**Challenge a:** How many lines in the rows contain the string "background"? Case counts, so give only the number.

**Document excerpt:**
━━━━━━━━━━━━━━━━━━━━━━━━━━━━━━

I know the Osram 64663 can be overdriven to over 40v before BANG!!

But would the same apply for the Phillips 23177-9 (EVD) 400w 16600lm lamp?

Has anyone done tests on this one? I want to overdrive it @ 39v.:huh:


Thanks. :thumbsup:


----------



## petrev (Jun 12, 2008)

Hi

How To Convert - H2 to Kiu Socket for large Bi-Pins fitted into a Thor 12MCP

Hyper Thor 400W 400W Osram 64663 12xA123

64663 fitted into an old Big-Beam lantern

Hyper Sleeper Big-Beam

Comparisons

Some Comparison Beam-Shots (note: Hyper Thor has Cibie Turini Apollo mirror fitted)


The Original

JetskiMark's Original HyperBlitz

Cheers
Pete

Note: Osram will fit in both the Hyper Thor and Hyper Sleeper - Philips EVD will only fit Hyper Thor as Philips has slightly wider crimp area of bulb.


----------



## Flashanator (Jun 12, 2008)

the 400w in h4 is Gold. 

But I will be using the Blitz light.


EDIT: Oh dam i just brought some phillips thinking they would fit in the blitz. :shakehead

Oh well have to get the Osrams

EDIT #2 High wattage Incans are so fun to have. Cant wait to get the blitz going.


----------



## petrev (Jun 12, 2008)

Flashanator 500mW said:


> the 400w in h4 is Gold.
> 
> But I will be using the Blitz light.
> 
> ...



Hi Flash

Philips may well fit in the Blitz just wont fit in my Sleeper Mod.

Sounds like even more fun coming your way 

Cheers
Pete

ps. If you get both these varients of the 400W bulb you can directly compare them and see if there is any real difference (the specs say there is a small difference but checking in the real world would be nice. Shame Lux hasn't managed to get round to any of the 400W bulbs yet !)


----------



## adamlau (Jun 12, 2008)

It was a real pleasure to handle JetskiMark's HyperBlitz a few week back. I can certainly imagine the fun you 400W owners are having  .


----------

━━━━━━━━━━━━━━━━━━━━━━━━━━━━━━

**The data:**
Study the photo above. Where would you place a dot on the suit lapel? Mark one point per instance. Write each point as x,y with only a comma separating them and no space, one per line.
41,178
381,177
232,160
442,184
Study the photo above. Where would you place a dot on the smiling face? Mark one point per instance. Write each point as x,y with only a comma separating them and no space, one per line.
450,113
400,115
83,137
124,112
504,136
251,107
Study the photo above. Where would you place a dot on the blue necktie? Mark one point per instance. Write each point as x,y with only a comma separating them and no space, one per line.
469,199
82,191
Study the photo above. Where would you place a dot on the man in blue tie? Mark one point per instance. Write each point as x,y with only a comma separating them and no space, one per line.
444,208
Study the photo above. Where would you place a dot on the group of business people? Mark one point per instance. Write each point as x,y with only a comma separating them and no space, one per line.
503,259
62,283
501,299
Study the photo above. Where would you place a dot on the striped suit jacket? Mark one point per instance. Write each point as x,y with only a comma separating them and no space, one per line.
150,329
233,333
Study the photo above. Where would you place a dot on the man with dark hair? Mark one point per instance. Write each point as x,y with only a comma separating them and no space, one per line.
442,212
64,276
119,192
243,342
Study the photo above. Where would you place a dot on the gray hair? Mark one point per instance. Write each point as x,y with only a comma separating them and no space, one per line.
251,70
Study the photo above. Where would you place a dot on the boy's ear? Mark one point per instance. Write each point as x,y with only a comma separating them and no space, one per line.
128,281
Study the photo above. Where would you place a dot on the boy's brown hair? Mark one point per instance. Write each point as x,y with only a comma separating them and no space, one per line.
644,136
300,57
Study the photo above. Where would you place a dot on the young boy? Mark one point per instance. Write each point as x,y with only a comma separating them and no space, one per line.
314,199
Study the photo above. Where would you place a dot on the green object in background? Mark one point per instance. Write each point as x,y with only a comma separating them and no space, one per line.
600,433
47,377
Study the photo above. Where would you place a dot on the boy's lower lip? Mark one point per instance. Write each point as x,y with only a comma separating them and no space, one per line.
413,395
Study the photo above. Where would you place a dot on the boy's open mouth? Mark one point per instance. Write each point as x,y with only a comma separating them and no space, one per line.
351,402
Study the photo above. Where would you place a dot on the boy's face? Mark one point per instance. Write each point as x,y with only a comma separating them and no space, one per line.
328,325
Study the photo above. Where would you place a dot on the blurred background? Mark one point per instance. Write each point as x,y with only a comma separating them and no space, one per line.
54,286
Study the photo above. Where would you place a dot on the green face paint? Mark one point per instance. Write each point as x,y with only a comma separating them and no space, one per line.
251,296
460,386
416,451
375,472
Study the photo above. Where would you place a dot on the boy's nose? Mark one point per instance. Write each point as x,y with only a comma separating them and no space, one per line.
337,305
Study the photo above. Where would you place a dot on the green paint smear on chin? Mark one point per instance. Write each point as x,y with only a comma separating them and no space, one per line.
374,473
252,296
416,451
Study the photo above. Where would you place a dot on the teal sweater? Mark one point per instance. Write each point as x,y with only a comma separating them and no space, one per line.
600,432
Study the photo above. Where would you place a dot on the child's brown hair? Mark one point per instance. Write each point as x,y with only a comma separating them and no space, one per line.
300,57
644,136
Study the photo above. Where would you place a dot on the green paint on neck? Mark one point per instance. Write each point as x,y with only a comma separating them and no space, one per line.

━━━━━━━━━━━━━━━━━━━━━━━━━━━━━━

**Challenge b:**
Answer these from the lamp forum thread:
(i) At what voltage does the opening post want to overdrive the Philips lamp?
(ii) Per petrev's note, why will the Philips EVD fit only the Hyper Thor?
(iii) Which lamps does Flashanator say he must now get after his purchase won't fit the Blitz?

**Full response a:** 2

**Full response b:**
(i) 39v.
(ii) Philips has a slightly wider crimp area of bulb.
(iii) The Osrams.